Machine Knitting Guide
Resources and tutorials for machine knitting used in this course.
This page will guide you through the steps of using the knitting machine in chronological order. Please treat it as a reference that you can use when you forget about something; the machine training session is designed to cover everything here.
Table of contents
The Knitting Machine
Wesleyan has a SHIMA SEIKI WholeGarment knitting machine located in the Textiles Hub (Exley 5th floor, Room 509b). The machine has multiple gauges and the one at Wesleyan is 13-gauge, meaning that every inch has about 13 stitches. There are many other manufacturers (e.g., STOLL, Brother, Kniterate) and types of knitting machines (e.g., flat, circular, X-bed), and they all have different fabrication constraints or design systems. What we will learn in this course about the fabrication applies to this specific type of V-bed knitting machine, but the higher-level pattern design or programming applies to all kinds of knitting, including hand knitting.
Preparing Knitting Pattern
In this course, helper scripts will be provided for generating .dat files, which are file types accepted by the SHIMA SEIKI SDS-ONE system. They essentially encode an image where each color maps to some meaning that can be understood by the system. You will program in Python to generate some design following the assignment instructions, and will not need to worry about how it gets converted into .dat.

### Problem 1
According to the machine knitting guide, what gauge is the knitting machine at Wesleyan?
### Problem 2
Name every knitting machine manufacturer mentioned in the machine knitting guide.
### Problem 3
Return the part of the machine knitting guide from "Table of contents" to "including hand knitting.".

### Data listing
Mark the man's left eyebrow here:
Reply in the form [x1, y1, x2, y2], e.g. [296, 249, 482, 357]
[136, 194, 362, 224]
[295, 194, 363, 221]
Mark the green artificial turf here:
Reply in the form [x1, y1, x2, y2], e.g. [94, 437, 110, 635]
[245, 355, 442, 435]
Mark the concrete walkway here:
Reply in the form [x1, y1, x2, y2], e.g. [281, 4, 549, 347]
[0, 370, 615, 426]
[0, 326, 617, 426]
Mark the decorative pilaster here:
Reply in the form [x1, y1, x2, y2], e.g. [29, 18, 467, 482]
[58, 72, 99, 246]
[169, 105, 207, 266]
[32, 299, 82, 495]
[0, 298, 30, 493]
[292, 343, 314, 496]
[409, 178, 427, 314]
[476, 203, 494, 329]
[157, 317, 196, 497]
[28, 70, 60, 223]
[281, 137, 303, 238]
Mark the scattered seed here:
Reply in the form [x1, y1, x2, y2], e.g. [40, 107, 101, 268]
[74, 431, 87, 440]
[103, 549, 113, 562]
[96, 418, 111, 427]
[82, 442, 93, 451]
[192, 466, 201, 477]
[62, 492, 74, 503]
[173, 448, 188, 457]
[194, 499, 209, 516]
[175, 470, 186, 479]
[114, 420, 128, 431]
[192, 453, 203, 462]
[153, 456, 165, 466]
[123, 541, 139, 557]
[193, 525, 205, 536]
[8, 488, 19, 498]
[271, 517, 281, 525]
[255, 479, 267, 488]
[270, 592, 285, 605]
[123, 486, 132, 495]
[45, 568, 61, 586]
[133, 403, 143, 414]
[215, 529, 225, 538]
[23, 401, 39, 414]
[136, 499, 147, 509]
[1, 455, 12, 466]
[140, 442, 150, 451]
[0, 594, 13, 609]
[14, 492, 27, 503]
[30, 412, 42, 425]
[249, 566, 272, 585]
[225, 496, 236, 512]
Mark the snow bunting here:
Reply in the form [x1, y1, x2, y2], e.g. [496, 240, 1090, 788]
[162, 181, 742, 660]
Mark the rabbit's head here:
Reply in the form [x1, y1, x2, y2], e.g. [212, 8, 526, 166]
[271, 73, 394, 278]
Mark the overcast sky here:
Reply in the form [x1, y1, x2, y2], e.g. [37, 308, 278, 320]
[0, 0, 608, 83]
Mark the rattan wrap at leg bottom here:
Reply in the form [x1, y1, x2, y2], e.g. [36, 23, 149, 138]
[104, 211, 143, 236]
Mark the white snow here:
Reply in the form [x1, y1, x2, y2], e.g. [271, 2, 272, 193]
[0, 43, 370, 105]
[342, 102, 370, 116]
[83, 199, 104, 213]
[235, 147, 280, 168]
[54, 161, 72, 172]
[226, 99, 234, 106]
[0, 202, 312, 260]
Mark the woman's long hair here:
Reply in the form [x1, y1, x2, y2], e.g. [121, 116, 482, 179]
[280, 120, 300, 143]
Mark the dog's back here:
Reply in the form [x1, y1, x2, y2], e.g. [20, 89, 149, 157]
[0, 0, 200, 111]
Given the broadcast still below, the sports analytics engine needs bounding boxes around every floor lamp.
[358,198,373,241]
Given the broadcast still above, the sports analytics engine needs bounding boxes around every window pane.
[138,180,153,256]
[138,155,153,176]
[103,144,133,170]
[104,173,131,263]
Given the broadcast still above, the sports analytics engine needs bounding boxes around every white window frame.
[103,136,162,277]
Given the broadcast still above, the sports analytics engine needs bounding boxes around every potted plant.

### Correct output 1
It is 13-gauge, about 13 stitches per inch.

### Correct output 2
SHIMA SEIKI, STOLL, Brother, Kniterate

### Correct output 3
Table of contents
The Knitting Machine
Wesleyan has a SHIMA SEIKI WholeGarment knitting machine located in the Textiles Hub (Exley 5th floor, Room 509b). The machine has multiple gauges and the one at Wesleyan is 13-gauge, meaning that every inch has about 13 stitches. There are many other manufacturers (e.g., STOLL, Brother, Kniterate) and types of knitting machines (e.g., flat, circular, X-bed), and they all have different fabrication constraints or design systems. What we will learn in this course about the fabrication applies to this specific type of V-bed knitting machine, but the higher-level pattern design or programming applies to all kinds of knitting, including hand knitting.